§ **Exercise brief**
Your output should be the entries below, from the first line up to and including the line with "Reviewer note: verify that every instance of the carousel roof", reproduced exactly and with no other lines.
── Data section
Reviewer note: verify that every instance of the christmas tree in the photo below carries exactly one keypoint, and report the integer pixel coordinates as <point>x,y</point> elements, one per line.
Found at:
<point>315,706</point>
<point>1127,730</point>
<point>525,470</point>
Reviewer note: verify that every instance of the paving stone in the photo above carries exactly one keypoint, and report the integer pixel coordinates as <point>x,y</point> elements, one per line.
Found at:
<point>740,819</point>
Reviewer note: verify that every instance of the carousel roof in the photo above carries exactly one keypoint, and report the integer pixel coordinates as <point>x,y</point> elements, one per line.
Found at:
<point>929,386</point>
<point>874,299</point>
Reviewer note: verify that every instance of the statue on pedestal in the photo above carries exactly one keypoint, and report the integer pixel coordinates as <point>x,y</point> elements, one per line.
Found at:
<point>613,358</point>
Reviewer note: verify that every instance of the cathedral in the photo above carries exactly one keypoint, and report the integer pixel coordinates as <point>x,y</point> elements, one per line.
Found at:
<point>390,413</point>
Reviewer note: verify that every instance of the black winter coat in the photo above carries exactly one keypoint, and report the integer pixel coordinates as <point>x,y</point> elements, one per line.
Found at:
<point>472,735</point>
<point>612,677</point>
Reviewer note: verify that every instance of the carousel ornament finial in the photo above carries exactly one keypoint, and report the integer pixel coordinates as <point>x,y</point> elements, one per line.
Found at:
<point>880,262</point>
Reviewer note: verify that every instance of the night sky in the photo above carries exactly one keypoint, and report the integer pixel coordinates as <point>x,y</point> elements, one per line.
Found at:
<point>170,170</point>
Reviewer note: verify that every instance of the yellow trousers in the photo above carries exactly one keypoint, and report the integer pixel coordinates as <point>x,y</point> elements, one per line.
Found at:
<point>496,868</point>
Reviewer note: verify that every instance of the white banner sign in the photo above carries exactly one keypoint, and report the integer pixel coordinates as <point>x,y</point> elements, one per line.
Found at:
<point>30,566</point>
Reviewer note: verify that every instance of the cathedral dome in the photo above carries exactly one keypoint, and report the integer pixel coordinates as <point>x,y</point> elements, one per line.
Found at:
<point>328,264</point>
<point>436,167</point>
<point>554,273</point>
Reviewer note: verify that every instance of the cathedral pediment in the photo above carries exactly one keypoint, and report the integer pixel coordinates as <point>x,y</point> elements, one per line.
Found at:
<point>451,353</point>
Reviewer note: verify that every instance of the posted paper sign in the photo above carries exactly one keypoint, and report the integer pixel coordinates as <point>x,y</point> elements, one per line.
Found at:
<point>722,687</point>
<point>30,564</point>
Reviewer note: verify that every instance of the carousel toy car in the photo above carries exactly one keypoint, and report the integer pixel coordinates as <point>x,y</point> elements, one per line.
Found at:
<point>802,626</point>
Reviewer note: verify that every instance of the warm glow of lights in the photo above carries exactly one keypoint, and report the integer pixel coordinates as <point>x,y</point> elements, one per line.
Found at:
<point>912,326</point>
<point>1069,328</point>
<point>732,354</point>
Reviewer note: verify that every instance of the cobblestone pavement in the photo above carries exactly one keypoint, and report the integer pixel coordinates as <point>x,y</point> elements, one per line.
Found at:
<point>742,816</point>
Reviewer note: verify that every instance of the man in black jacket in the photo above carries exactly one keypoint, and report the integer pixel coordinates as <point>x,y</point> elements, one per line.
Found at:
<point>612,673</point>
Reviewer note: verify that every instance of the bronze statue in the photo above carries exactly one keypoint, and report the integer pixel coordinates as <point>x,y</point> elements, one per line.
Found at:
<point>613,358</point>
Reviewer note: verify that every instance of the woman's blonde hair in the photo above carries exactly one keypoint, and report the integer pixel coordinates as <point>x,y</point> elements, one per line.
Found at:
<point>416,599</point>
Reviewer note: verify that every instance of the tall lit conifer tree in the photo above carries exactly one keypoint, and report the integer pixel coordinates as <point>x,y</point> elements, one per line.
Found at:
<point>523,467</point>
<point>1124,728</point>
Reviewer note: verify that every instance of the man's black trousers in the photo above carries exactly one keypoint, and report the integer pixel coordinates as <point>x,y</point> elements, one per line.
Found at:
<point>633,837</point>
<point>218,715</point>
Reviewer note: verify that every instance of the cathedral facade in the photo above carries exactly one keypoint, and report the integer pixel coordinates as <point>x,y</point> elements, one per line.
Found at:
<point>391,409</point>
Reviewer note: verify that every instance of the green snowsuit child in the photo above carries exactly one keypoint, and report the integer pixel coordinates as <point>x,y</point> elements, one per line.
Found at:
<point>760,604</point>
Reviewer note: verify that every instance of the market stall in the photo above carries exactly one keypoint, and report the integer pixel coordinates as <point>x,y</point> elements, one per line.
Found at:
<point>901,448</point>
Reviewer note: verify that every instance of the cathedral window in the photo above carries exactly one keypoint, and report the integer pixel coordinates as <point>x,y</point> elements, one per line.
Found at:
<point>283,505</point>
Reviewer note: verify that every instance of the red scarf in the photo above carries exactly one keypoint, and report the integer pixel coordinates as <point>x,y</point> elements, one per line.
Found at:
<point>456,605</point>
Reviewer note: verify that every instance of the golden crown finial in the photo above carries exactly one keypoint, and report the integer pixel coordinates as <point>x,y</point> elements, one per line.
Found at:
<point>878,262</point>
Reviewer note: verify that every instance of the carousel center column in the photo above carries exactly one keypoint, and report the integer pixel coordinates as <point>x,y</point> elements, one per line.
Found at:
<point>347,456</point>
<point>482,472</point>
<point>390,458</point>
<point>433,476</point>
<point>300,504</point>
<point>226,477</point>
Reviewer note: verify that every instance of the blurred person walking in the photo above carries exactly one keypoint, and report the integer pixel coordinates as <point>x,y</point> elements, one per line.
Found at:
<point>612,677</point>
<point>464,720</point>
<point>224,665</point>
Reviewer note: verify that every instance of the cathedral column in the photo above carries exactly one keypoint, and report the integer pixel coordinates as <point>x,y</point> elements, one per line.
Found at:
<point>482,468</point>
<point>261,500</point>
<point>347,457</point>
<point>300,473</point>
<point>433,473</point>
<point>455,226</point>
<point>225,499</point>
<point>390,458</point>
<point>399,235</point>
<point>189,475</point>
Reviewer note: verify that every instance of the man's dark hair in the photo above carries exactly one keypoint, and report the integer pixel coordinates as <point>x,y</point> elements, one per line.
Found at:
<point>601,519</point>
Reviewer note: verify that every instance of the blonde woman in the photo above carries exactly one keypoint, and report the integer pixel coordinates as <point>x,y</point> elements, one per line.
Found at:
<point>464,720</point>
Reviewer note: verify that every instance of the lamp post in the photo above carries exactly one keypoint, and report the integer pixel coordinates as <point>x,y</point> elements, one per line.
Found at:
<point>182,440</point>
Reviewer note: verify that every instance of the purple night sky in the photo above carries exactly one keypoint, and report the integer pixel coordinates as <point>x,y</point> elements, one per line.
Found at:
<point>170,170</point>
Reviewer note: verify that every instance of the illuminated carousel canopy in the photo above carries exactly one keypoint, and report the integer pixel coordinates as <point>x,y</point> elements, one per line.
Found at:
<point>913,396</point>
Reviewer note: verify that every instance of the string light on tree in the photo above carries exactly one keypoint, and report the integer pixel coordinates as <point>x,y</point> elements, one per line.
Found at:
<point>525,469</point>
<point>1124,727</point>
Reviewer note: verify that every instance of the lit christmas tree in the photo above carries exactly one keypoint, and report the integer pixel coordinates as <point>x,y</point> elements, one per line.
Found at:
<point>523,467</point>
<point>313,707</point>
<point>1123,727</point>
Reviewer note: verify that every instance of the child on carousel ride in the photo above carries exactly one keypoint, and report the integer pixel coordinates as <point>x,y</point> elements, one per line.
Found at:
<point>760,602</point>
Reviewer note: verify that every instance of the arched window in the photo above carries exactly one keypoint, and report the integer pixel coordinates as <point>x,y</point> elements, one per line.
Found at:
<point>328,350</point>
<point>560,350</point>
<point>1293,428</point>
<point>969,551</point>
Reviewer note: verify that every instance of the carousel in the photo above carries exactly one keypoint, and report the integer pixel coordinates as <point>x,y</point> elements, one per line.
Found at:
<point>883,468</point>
────
§ **Response to the exercise**
Reviewer note: verify that every instance of the christmas tree in the photo below carries exactly one keypoint, and report the integer pixel coordinates as <point>x,y</point> elements, one per line.
Found at:
<point>315,706</point>
<point>1127,730</point>
<point>525,470</point>
Reviewer note: verify that every instance of the paving stone in the photo above carries exactly one keypoint, and report the integer pixel coordinates as <point>x,y</point> elements, one per line.
Found at:
<point>740,819</point>
Reviewer note: verify that every instance of the carousel roof in the photo above carries exactly one keypoint, and report the integer pixel coordinates as <point>x,y</point> elements, one per line.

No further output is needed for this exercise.